Exercises ->
- A) Please write out the part of the tribunal appeal decision that opens with the words containing "1 This appeal" and closes with "the appointed manager.".
- B) Continue the tribunal appeal decision from the point where it stops.

Ji v Protective Commissioner (GD)

Case

[2005] NSWADTAP 76

12/23/2005

No judgment structure available for this case.

Appeal Panel - Internal

CITATION: JI and anor v Protective Commissioner (GD) [2005] NSWADTAP 76
PARTIES: APPELLANT
JI and JK
RESPONDENT
Protective Commissioner
FILE NUMBER: 059040
HEARING DATES: 15/09/2005
SUBMISSIONS CLOSED: 09/15/2005
DATE OF DECISION:
12/23/2005
DECISION UNDER APPEAL:
JI and anor v Protective Commissioner (No 2) [2005] NSWADT 115
BEFORE: O'Connor K - DCJ (President); Britton A - Judicial Member; Bolt M - Non Judicial Member
CATCHWORDS: costs - relevant considerations - statutory interpretation
MATTER FOR DECISION: Principal matter
FILE NUMBER UNDER APPEAL: 033353
DATE OF DECISION UNDER APPEAL: 05/26/2005
LEGISLATION CITED: Administrative Decisions Tribunal Act 1997
Protected Estates Act 1983
CASES CITED: JI and anor v Protective Commissioner [2005] NSWADT 55
JI and anor v Protective Commissioner (No 2) [2005] NSWADT 115
REPRESENTATION: APPELLANT
R Pepper of counsel instructed by P Kennedy, Mooney and Kennedy Solicitors
RESPONDENT
T Tunbridge, solicitor, Office of the Protective Commissioner
ORDERS: Appeal dismissed

1 This appeal relates to the second of two decisions made by the General Division (Guardianship and Protected Estates List) of the Tribunal (‘the Tribunal’). The appellants are a wife and her husband. The wife was seriously injured in a car accident about 20 years ago. She is now in her late 60s. She has a level of brain injury and requires constant care. Her husband is her principal carer, and is about nine years older than her. The wife’s financial affairs are the subject of an order under the Protected Estates Act 1983 (PEA), the Protective Commissioner being the appointed manager.

Collected material ->
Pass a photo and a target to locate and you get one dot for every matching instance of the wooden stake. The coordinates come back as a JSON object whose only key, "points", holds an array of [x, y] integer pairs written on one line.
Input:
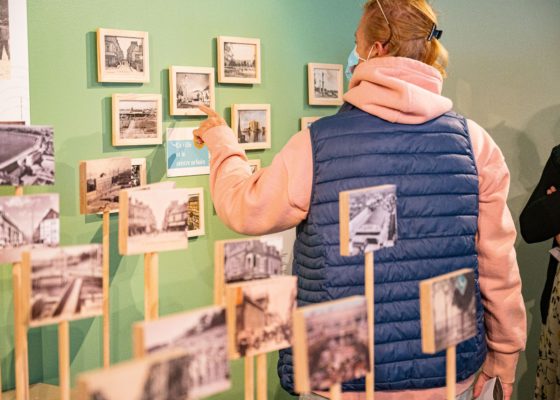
{"points": [[336, 392], [262, 384], [64, 360], [151, 286], [451, 371], [249, 377], [369, 277], [106, 307]]}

Task-by-task results ->
- A)
1 This appeal relates to the second of two decisions made by the General Division (Guardianship and Protected Estates List) of the Tribunal (‘the Tribunal’). The appellants are a wife and her husband. The wife was seriously injured in a car accident about 20 years ago. She is now in her late 60s. She has a level of brain injury and requires constant care. Her husband is her principal carer, and is about nine years older than her. The wife’s financial affairs are the subject of an order under the Protected Estates Act 1983 (PEA), the Protective Commissioner being the appointed manager.

- B)
2 For most of the last 20 years the appellants have lived in a home at Turramurra, owned by the wife. In 2001 the wife purchased another property, at Peats Ridge, which the appellants both saw as more suited to their future needs. The Protective Commissioner approved the purchase, but, according to him, did so on the basis that the Turramurra property would be sold. When in August 2003 he decided to sell Turramurra, the appellants disputed the decision and applied for review by the Tribunal. The Tribunal dismissed their application: JI and anor v Protective Commissioner [2005] NSWADT 55. This decision has not been appealed.

3 The Tribunal then proceeded to deal with an application by the appellants for payment of their costs of the proceedings out of the wife’s estate. They had been represented in the proceedings before the Tribunal by counsel, instructed by a firm of solicitors. The Protective Commissioner opposed the application, so as to avoid further depletion of the estate. He also submitted that an award of costs was not deserved in circumstances where, in the Protective Commissioner’s opinion, the husband had agitated the proceedings, had needlessly engaged legal representation and the case had been a weak one. The Tribunal refused the application: JI and anor v Protective Commissioner (No 2) [2005] NSWADT 115.

4 The practical effect of the decision was that the appellants were left personally liable to pay the costs, in particular the husband. The Tribunal’s reasons indicate that the income received by the appellants is very limited and that they have lived frugally over the years.

5 The appellants claim that the Tribunal’s decision is affected by various errors of law, should be set aside and have applied for leave to extend the appeal to the merits (see generally ADT Act, s 113).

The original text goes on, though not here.